◆ Aim of the task:
Reproduce exactly the line in which "Could you indicate the colonial" occurs and all the lines after it, ending with the last line.
── Source material
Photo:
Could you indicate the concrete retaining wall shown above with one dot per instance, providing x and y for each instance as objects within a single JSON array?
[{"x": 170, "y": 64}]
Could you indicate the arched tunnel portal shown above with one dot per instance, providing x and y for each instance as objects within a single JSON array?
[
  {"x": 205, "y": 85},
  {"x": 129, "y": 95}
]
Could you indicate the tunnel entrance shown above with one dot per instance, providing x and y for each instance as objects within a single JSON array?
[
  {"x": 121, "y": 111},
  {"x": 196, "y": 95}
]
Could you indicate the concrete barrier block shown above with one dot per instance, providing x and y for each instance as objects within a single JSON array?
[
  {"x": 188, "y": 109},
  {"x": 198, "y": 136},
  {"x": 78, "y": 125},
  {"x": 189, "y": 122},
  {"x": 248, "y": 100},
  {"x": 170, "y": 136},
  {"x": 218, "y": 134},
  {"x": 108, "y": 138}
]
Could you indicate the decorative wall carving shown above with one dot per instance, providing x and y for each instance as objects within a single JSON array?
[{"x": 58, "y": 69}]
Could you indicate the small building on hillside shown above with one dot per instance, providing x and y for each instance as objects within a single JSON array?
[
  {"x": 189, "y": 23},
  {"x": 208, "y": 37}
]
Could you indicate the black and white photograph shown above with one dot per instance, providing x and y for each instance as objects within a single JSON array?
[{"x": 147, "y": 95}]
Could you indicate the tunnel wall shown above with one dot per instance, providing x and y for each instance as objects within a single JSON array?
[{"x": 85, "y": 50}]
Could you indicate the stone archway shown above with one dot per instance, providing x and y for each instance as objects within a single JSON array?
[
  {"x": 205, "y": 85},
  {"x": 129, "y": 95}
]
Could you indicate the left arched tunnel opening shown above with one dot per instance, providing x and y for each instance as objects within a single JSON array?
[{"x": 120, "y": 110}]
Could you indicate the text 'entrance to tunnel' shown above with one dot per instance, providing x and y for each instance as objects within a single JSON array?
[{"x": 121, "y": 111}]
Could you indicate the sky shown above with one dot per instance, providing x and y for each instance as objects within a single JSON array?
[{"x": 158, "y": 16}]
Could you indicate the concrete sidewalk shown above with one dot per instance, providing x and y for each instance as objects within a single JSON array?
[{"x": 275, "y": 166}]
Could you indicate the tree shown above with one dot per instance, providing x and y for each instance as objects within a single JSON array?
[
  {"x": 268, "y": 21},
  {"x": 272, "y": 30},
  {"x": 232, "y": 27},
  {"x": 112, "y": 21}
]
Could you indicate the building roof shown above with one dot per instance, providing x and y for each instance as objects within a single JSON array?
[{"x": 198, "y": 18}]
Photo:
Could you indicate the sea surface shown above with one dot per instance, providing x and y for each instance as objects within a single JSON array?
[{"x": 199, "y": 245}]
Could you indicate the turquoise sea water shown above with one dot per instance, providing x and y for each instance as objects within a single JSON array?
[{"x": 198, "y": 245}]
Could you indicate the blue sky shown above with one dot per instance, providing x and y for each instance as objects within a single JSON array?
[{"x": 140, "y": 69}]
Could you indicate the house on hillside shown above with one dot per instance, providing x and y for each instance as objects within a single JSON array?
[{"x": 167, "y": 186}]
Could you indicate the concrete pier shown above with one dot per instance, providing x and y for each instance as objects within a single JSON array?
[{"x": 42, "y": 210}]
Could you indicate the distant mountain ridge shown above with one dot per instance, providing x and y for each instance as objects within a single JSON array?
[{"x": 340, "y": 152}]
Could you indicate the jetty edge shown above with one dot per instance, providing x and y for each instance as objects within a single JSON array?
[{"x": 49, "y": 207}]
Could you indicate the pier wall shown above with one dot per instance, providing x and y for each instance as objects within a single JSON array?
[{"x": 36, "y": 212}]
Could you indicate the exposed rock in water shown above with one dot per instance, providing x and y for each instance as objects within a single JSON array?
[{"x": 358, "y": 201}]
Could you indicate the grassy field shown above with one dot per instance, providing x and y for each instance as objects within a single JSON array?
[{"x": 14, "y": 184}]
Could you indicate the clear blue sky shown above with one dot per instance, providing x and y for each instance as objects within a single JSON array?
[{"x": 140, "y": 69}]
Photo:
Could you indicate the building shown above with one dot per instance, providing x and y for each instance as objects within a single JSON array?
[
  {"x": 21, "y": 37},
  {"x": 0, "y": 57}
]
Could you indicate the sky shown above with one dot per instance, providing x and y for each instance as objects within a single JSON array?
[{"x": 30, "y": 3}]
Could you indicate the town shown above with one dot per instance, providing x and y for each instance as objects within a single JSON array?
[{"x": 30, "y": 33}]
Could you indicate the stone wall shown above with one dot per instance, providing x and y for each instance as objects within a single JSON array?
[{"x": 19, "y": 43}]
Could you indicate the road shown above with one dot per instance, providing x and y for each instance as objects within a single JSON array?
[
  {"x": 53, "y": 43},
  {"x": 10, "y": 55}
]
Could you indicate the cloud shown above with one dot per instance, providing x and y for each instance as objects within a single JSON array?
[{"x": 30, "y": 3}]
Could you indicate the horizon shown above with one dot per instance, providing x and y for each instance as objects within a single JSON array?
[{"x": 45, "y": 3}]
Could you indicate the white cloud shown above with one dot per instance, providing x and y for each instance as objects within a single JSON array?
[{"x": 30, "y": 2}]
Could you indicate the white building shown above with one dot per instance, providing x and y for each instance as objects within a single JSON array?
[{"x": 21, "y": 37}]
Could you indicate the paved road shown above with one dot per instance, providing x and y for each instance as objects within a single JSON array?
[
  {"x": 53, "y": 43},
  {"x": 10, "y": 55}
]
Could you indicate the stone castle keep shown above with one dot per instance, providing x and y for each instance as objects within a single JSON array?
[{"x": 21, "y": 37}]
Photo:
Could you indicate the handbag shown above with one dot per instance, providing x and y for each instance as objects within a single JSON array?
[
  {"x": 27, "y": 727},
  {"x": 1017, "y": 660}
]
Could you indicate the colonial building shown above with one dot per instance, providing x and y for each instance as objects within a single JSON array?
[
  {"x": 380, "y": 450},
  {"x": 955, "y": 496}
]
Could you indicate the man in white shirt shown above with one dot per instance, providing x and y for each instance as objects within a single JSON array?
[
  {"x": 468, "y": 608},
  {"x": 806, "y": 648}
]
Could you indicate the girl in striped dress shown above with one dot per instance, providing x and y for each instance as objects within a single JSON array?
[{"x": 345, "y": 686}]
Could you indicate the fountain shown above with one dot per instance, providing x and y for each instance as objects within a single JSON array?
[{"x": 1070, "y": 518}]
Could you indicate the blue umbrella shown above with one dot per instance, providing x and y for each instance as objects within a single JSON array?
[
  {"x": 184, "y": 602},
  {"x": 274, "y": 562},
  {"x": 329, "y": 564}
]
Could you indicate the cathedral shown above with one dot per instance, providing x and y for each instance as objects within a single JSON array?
────
◆ Final result:
Could you indicate the colonial building shown above with one dot per instance, providing x and y for each instance as objects within a single JSON array?
[
  {"x": 380, "y": 450},
  {"x": 955, "y": 496}
]
Could you indicate the man in white shirt shown above with one dot per instance, providing x and y for each instance as objects within a single JSON array?
[
  {"x": 468, "y": 608},
  {"x": 806, "y": 648}
]
Could you indicate the girl in striped dress shown above with one dot per instance, providing x and y for each instance as objects within a single JSON array?
[{"x": 345, "y": 686}]
Could you indicate the fountain shown above with one dot per instance, providing x and y for each instance as objects within a single JSON array?
[{"x": 1070, "y": 518}]
Could you indicate the blue umbrella shown above with one dot per instance, providing x and y for each instance as objects within a single JSON array?
[
  {"x": 184, "y": 602},
  {"x": 274, "y": 562},
  {"x": 329, "y": 564}
]
Could you indicate the cathedral shown above with one dot per instance, providing x and y for each instance as objects within a single JSON array?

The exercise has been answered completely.